* [Written instruction]
Return every entry exactly.
+ + +
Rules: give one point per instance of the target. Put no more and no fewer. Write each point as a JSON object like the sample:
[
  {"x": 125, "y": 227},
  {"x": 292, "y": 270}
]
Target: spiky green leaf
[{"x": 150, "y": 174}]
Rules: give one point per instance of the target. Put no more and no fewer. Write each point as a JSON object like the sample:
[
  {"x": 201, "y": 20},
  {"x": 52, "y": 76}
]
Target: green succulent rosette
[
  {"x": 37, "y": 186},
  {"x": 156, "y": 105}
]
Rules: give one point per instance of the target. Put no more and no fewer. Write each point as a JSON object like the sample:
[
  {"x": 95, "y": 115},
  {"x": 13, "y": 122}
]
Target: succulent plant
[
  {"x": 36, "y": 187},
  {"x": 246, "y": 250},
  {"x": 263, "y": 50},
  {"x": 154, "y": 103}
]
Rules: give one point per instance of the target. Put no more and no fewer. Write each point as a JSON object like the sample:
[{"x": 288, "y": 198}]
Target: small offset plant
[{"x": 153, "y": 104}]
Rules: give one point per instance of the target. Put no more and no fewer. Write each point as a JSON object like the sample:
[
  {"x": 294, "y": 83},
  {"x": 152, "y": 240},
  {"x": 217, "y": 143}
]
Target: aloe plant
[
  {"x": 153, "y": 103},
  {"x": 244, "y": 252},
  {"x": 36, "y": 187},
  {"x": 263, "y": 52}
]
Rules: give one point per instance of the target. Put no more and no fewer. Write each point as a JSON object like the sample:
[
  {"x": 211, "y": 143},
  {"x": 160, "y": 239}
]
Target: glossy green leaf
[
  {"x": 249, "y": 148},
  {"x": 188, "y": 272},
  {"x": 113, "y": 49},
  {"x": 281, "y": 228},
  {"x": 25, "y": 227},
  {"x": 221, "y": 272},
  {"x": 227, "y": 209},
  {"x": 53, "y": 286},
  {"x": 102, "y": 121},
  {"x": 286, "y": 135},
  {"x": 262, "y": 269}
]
+ + +
* [Worked solution]
Rules: give one point per instance of the target. Put no more and no fewer. Write each point as a JSON object like the sample:
[
  {"x": 125, "y": 227},
  {"x": 292, "y": 270}
]
Target: spiky green leaf
[{"x": 150, "y": 174}]
Rules: give one point per instance of the target. Put no more and no fewer. Write each point as a JSON object like the sample:
[
  {"x": 201, "y": 20},
  {"x": 52, "y": 76}
]
Target: green succulent rosette
[
  {"x": 37, "y": 186},
  {"x": 156, "y": 105}
]
Rules: give one point per instance of the target. Put no more and no fewer. Write each point as a JSON object like the sample:
[
  {"x": 95, "y": 115},
  {"x": 13, "y": 122}
]
Target: succulent plant
[
  {"x": 36, "y": 187},
  {"x": 246, "y": 250},
  {"x": 263, "y": 50},
  {"x": 154, "y": 103}
]
Rules: give one point per instance of the target. Put no more and no fewer. Write each point as a JSON object like the sample:
[{"x": 288, "y": 198}]
Target: small offset plant
[{"x": 153, "y": 104}]
Rules: give one point per instance of the target. Put no more and no fewer. Write each point as a JSON object like the sample:
[
  {"x": 294, "y": 83},
  {"x": 152, "y": 240},
  {"x": 217, "y": 143}
]
Target: aloe plant
[
  {"x": 153, "y": 103},
  {"x": 244, "y": 252},
  {"x": 36, "y": 187},
  {"x": 263, "y": 52}
]
Rules: give one point per instance of the target. Put no more and no fewer. Write each point as a JSON object like the sample:
[
  {"x": 211, "y": 143},
  {"x": 160, "y": 239}
]
Target: glossy green leaf
[
  {"x": 249, "y": 148},
  {"x": 188, "y": 272},
  {"x": 113, "y": 49},
  {"x": 281, "y": 228},
  {"x": 25, "y": 227},
  {"x": 221, "y": 272},
  {"x": 227, "y": 209},
  {"x": 53, "y": 286},
  {"x": 102, "y": 121},
  {"x": 286, "y": 135},
  {"x": 262, "y": 269}
]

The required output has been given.